原文:
* * * * *

下面是实践的运行截图(这个代码好早前就运行了,这次写bolg做了一些处理)下面是一个三分类的目录(前面做过十几中的分类,这里写bolg,做了简化) 类别标签是: ad_text(文字广告), ad_web(网页广告),others(其他类)

类别目录如下:

分类目录

下面是输出的label列表:

这里写图片描述

下面是运行 python create_lmdb.py 的部分日志结果(为了简便做了很多处理)

这里写图片描述

下面是最终生成的lmdb文件:

这里写图片描述

到此我们生成了,caffe训练需要的lmdb文件

1.3 mean_file mean.binaryproto

# _*_ coding:utf-8

import os

# 生成,生成mean_binaryproto文件的字符串命令
def get_mean_cmd(mean_tool_path, train_lmdb_path, mean_binaryproto_path):
    # create train command
    return '%s -backend=lmdb %s %s ' % (mean_tool_path, train_lmdb_path, mean_binaryproto_path)


if __name__ == '__main__':
	# caffe mean 工具的路径
    mean_tool_path = '/home/ubuntu/caffe/build/tools/compute_image_mean'
    train_lmdb_path = '/home/xiongyu/input/train_lmdb'
    mean_binaryproto_path = '/home/xiongyu/input/mean.binaryproto'

    cmd = get_mean_cmd(mean_tool_path, train_lmdb_path, mean_binaryproto_path)
    print cmd

	# 执行生成命令
    os.system(cmd)

cmd合成的字符串

这里写图片描述

实际生成的结果

这里写图片描述


2. caffe中模型的配置文件的定义以及说明


2.1 训练模型定义

caffe中模型的定义,主要是修改 caffe Alexnet 训练文件train_val.prototxt 。主要修改mean_file mean.binaryproto,source train lmdb 路径,

这里写图片描述

这里写图片描述

这里写图片描述

这里写图片描述

由于这个示例主要讲的是3分类,因此还要修改num_output为3(记得修改对应的 部署文件

这里写图片描述

2.2 部署文件

部署文件deploy.prototxt 记得修改对应的num_output为3和训练文件一致

这里写图片描述

2.3 训练运行参数文件

训练运行参数文件solver.prototxt

net: "/data6/light/storm_1_1/images/ad_train_py/caffe_model/caffenet_train_val_1.prototxt"
test_iter: 1000
# 每1000次做一次验证
test_interval: 1000
base_lr: 0.001
lr_policy: "step"
gamma: 0.1
stepsize: 2500
display: 50
# 最大迭代次数
max_iter: 30000
momentum: 0.9
# 权重衰减因子
weight_decay: 0.0005
# 每训练6000次生成一次模型快照
snapshot: 5000
# 模型快照前缀
snapshot_prefix: "/data6/light/storm_1_1/images/ad_train_py/caffe_model/caffe_model_1"
# GPU模式
solver_mode: GPU

下面看下最终生成的模型文件(文件太大删除了很多,只保留一个运行时的)

这里写图片描述


3. 训练验证数据准备完成之后,就是模型的训练

代码类似与mean 文件的生成,这里就不解释了

command |& tee out.log , 将结果输出到标准输出流以及out.log文件中

# _*_ coding:utf-8

import os


def get_train_cmd(caffe_path, solver_path, log_path):
    # create train command
    return '%s train --solver %s |& tee %s ' % (caffe_path, solver_path, log_path)

* * * * *

所给数据行:
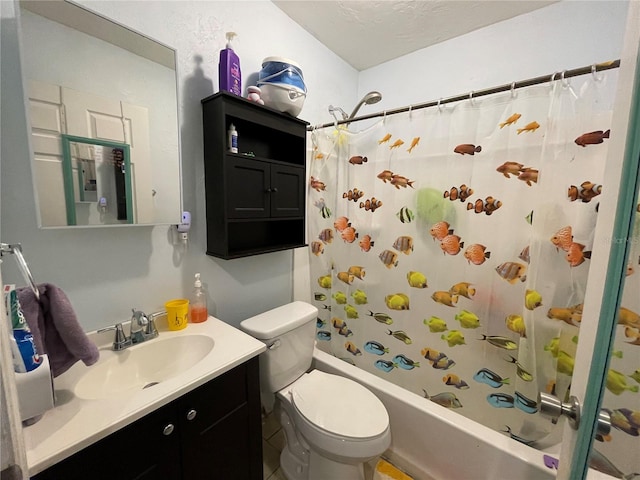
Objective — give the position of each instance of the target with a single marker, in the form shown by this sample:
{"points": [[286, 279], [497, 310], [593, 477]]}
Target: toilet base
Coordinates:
{"points": [[322, 468], [292, 467], [318, 468]]}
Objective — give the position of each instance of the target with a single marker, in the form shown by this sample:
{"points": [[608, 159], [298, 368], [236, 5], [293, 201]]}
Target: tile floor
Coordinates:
{"points": [[273, 441]]}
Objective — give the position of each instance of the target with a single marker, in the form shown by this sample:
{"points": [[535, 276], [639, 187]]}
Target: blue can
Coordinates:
{"points": [[27, 348]]}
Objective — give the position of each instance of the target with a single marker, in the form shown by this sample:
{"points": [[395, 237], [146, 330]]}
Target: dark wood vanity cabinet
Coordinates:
{"points": [[255, 198], [210, 433]]}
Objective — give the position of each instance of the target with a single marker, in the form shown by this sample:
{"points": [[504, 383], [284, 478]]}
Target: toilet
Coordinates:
{"points": [[332, 424]]}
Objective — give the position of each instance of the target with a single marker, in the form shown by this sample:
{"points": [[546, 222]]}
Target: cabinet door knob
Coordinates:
{"points": [[168, 430]]}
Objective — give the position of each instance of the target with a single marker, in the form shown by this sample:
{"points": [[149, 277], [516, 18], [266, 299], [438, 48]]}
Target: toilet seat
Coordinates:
{"points": [[339, 406]]}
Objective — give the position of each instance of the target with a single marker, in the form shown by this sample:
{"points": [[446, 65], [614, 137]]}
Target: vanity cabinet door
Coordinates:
{"points": [[221, 427], [211, 433], [144, 450]]}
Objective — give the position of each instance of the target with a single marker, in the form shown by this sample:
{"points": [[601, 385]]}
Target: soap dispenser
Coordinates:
{"points": [[198, 303]]}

* * * * *

任务要求 A:
将原文中的这句话译成英文:“caffe中模型的定义,主要是修改 caffe Alexnet 训练文件train_val.prototxt 。”
任务要求 B:
请一字不差地照录原文的一段:从含有“代码类似与mean 文件的生成,这里就不解释了”的文字开始,到“tee %s ' % (caffe_path, solver_path, log_path)”之后结束。
作答时请只依据原文。

参考答案 A:
Defining a model in caffe mainly involves modifying the caffe Alexnet training file train_val.prototxt.

参考答案 B:
代码类似与mean 文件的生成,这里就不解释了

command |& tee out.log , 将结果输出到标准输出流以及out.log文件中

# _*_ coding:utf-8

import os


def get_train_cmd(caffe_path, solver_path, log_path):
    # create train command
    return '%s train --solver %s |& tee %s ' % (caffe_path, solver_path, log_path)